== SUPPLIED PASSAGE ==
▼

Photo of a person typing on a computer
TN Senthil Kumar, an IT project lead at Genpact, uses a generative AI chatbot called AI Guru to help with daily tasks. Photo by Selvaprakash Lakshmanan for Microsoft.

They identified 40 skills most important for growth, ranging from accounts payable and data literacy to commercial negotiation. Using email analysis from Microsoft Viva Insights, they identified “master gurus,” people with 20 years’ experience or more who were sought out within the company for these skills. (The exception was Europe, where laws do not allow such meta data harvesting of emails.)  

These master gurus were recruited to curate courses, add Genpact specific content and answer questions on online forums; their answers are then rated. Peers review each other’s work at the end of each course. Today, between 40 and 50 percent of course content comes from internal expertise. Tasks people do as part of their everyday jobs are curated and indexed and become part of a body of knowledge to be drawn from. 

The platform has grown rapidly. There are over 50,000 learners on Genome every month. The most popular course by far this year, not surprisingly, has been an introduction to generative AI: 60,000 employees have taken it. Storytelling is the next most popular course, particularly with sales and marketing teams, followed by people management, which has evolved rapidly in the age of hybrid teams. Next come role-specific courses like supply chain, fraud and accounts payable.

▲

== BRIEF 1 ==
Condense the paragraph of the Genpact passage that begins "These master gurus were recruited" into a short bulleted list that keeps its main facts.
== BRIEF 2 ==
Reproduce the Genpact passage word for word from "The platform has" to "and accounts payable.".

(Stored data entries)
▼

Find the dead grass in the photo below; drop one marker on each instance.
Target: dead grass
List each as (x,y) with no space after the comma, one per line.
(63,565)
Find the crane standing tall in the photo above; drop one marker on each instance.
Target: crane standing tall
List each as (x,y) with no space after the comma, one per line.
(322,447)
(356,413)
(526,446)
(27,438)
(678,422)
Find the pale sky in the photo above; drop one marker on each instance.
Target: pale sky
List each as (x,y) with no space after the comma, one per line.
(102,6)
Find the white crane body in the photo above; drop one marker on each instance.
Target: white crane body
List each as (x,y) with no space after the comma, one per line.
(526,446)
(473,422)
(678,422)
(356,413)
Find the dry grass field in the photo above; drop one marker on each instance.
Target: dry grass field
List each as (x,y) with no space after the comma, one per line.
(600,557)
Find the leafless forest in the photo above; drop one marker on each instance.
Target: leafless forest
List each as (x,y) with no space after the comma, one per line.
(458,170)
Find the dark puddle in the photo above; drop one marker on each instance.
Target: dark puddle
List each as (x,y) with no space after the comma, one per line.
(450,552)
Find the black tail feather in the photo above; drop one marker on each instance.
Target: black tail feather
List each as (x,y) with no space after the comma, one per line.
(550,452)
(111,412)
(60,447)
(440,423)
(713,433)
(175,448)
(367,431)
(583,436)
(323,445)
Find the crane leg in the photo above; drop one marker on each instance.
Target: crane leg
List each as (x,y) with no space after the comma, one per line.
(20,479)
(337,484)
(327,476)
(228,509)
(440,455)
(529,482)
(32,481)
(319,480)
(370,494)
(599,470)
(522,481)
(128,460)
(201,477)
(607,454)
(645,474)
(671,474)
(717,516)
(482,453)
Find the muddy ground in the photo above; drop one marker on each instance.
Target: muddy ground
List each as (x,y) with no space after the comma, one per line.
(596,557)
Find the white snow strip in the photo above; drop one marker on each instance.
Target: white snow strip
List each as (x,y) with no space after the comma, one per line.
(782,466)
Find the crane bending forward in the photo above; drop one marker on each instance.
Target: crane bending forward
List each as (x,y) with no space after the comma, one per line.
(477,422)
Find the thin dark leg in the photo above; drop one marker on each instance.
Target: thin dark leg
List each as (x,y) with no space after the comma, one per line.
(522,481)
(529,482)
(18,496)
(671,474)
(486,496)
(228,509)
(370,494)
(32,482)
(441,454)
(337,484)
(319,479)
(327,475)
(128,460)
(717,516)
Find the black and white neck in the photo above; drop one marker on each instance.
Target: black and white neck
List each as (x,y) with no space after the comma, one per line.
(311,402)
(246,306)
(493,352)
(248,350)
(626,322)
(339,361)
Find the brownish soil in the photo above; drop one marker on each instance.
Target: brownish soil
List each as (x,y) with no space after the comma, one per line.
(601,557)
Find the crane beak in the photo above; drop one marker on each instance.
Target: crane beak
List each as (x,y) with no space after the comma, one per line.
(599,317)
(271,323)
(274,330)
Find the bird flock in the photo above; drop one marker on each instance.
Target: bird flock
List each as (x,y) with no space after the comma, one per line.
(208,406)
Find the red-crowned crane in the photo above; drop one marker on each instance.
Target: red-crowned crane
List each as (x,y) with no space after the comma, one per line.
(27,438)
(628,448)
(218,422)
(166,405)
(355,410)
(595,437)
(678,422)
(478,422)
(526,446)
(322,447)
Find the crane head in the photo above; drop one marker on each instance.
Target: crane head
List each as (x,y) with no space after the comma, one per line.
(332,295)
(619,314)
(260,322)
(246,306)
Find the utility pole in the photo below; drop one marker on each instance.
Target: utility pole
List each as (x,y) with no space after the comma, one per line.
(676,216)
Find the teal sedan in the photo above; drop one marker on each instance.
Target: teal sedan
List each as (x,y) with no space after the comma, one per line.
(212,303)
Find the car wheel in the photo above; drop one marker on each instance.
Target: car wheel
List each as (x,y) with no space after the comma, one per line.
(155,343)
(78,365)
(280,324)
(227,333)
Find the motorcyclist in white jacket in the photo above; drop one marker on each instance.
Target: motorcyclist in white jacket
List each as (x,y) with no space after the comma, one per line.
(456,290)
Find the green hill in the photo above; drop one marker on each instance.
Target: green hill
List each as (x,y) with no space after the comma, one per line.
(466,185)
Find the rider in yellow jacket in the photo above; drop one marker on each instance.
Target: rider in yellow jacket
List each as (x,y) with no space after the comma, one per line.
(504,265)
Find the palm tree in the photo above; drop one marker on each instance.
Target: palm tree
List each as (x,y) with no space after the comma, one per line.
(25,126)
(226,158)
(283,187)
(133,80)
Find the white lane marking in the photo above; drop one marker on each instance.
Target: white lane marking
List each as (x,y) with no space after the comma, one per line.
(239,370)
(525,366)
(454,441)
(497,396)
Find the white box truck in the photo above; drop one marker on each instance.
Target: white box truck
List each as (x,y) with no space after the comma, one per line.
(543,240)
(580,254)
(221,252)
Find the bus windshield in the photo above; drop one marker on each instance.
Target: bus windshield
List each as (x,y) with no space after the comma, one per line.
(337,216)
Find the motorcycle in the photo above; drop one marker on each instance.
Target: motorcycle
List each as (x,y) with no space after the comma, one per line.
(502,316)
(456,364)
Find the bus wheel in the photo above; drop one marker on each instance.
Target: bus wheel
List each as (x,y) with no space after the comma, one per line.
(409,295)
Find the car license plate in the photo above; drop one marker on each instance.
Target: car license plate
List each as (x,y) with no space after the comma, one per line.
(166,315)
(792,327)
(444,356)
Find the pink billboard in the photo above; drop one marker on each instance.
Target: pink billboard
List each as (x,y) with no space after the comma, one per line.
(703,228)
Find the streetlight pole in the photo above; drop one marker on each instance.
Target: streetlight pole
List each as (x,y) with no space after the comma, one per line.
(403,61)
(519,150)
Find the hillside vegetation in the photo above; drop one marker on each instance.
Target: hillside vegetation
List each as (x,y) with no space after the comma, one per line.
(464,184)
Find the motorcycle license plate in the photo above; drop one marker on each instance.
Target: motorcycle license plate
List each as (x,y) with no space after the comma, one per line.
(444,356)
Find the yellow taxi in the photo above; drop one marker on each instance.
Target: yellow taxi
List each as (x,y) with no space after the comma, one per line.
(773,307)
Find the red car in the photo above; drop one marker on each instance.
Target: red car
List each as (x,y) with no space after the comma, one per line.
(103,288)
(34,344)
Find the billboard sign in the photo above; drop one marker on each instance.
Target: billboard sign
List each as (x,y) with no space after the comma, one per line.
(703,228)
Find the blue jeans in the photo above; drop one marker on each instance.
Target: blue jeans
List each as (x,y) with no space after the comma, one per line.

▲

== EXERCISE SOLUTION 1 ==
- Master gurus curate courses, add Genpact-specific content and answer questions on online forums, and their answers are rated.
- Peers review each other's work at the end of each course.
- Internal expertise now supplies 40 to 50 percent of course content.
- Everyday job tasks are curated and indexed into a shared body of knowledge.

== EXERCISE SOLUTION 2 ==
The platform has grown rapidly. There are over 50,000 learners on Genome every month. The most popular course by far this year, not surprisingly, has been an introduction to generative AI: 60,000 employees have taken it. Storytelling is the next most popular course, particularly with sales and marketing teams, followed by people management, which has evolved rapidly in the age of hybrid teams. Next come role-specific courses like supply chain, fraud and accounts payable.